WHAT YOU SHOULD DO:
Reproduce the items below verbatim, from the first line up to and including the line that contains "0;30;800;600". Omit the pictures from your output.

---- RECORD EXTRACTS

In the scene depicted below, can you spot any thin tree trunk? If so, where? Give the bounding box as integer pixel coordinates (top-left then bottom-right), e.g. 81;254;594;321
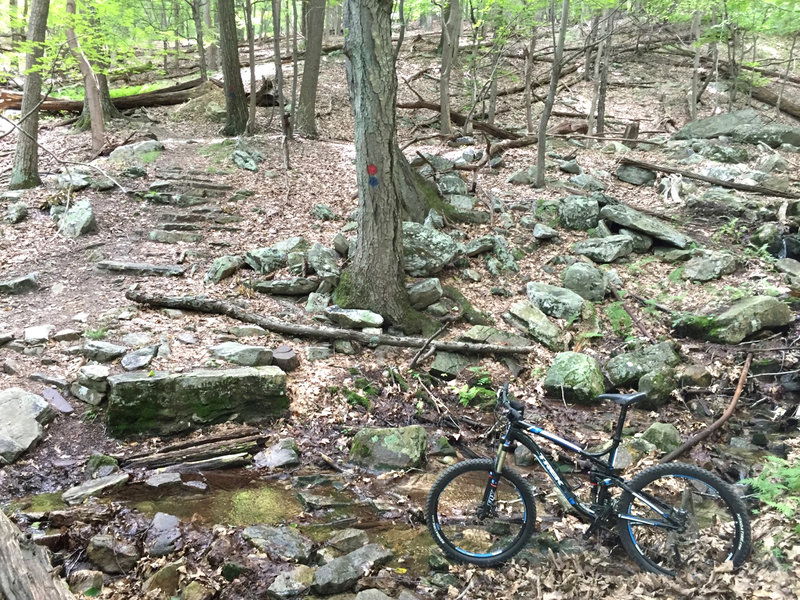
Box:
9;0;50;190
244;0;256;135
201;0;219;71
217;0;247;135
295;0;325;137
192;0;206;81
689;10;703;121
66;0;106;152
272;0;291;166
534;0;569;188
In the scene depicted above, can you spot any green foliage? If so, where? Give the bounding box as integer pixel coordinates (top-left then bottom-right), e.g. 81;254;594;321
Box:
745;456;800;533
603;302;633;338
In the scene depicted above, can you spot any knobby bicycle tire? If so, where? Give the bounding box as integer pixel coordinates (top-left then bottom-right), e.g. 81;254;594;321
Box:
425;459;536;567
617;463;751;575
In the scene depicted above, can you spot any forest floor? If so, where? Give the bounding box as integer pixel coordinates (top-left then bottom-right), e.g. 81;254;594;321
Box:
0;30;800;600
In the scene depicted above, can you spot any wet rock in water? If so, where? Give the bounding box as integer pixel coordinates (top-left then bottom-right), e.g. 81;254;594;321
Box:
544;352;605;404
682;251;737;281
642;423;681;452
267;565;316;600
403;222;458;277
503;300;564;350
0;388;56;465
61;473;130;506
407;277;444;310
0;273;39;295
350;425;428;471
210;342;272;367
564;262;606;302
142;559;186;598
144;512;183;558
606;342;681;387
558;196;600;231
86;534;140;575
83;340;128;362
328;529;369;554
242;525;314;563
325;306;383;329
311;544;392;595
600;204;691;248
573;235;633;263
106;366;289;437
253;438;300;469
58;200;97;238
526;281;585;320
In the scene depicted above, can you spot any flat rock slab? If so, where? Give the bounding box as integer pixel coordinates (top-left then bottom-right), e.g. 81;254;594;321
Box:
61;473;130;505
106;366;289;437
311;544;392;594
242;525;314;563
97;260;186;277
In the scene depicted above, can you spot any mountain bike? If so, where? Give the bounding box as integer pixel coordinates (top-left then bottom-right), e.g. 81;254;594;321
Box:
426;384;751;575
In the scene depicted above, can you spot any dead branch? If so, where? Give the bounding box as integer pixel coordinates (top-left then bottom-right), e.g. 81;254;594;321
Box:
659;352;753;463
125;290;539;356
620;157;800;198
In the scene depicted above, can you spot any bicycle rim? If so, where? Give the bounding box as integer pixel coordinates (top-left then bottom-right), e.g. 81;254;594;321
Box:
623;474;742;575
432;469;533;564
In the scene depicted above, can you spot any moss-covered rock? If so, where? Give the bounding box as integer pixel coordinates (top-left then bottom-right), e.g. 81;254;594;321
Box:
544;352;605;404
106;366;289;438
350;425;428;470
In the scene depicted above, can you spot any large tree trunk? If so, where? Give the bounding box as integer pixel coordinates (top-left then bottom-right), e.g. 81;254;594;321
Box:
66;0;106;152
334;0;434;331
295;0;325;137
218;0;247;135
0;506;75;600
534;0;569;187
192;0;208;81
9;0;50;190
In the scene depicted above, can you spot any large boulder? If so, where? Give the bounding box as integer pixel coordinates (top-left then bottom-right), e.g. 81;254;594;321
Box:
672;108;761;140
600;204;691;248
350;425;428;470
526;281;585;320
403;222;458;277
0;388;56;465
544;352;605;404
106;366;289;437
606;342;681;387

--------

EXERCISE OUTPUT:
In the scene depicted below, can you spot any thin tree trunk? If so, where? Give the bounding box as integer pixel coordinates (top-left then bottom-right), e.g. 81;254;594;321
Box:
9;0;50;190
244;0;256;135
201;0;219;71
217;0;247;135
295;0;325;137
192;0;206;81
689;10;703;121
66;0;106;152
272;0;291;166
534;0;569;188
In the scene depicted above, can you spot any green foliage? If so, where? Give the bounding box as integer pixel coordinates (top-left then bottom-right), e.g. 81;254;594;321
Box:
745;456;800;533
603;302;633;338
In the scene depicted above, can you spot any knobby bicycle tire? If so, where? Give the bounding box as integer pixel coordinates (top-left then bottom-right), e.g. 81;254;594;321
Box:
425;459;536;567
617;463;751;575
In the scene depicted above, can you spot any forest floor? If so, where? Give the bounding box as integer pixel coordinates (top-left then bottom-right), e.g. 81;254;594;321
Box:
0;30;800;600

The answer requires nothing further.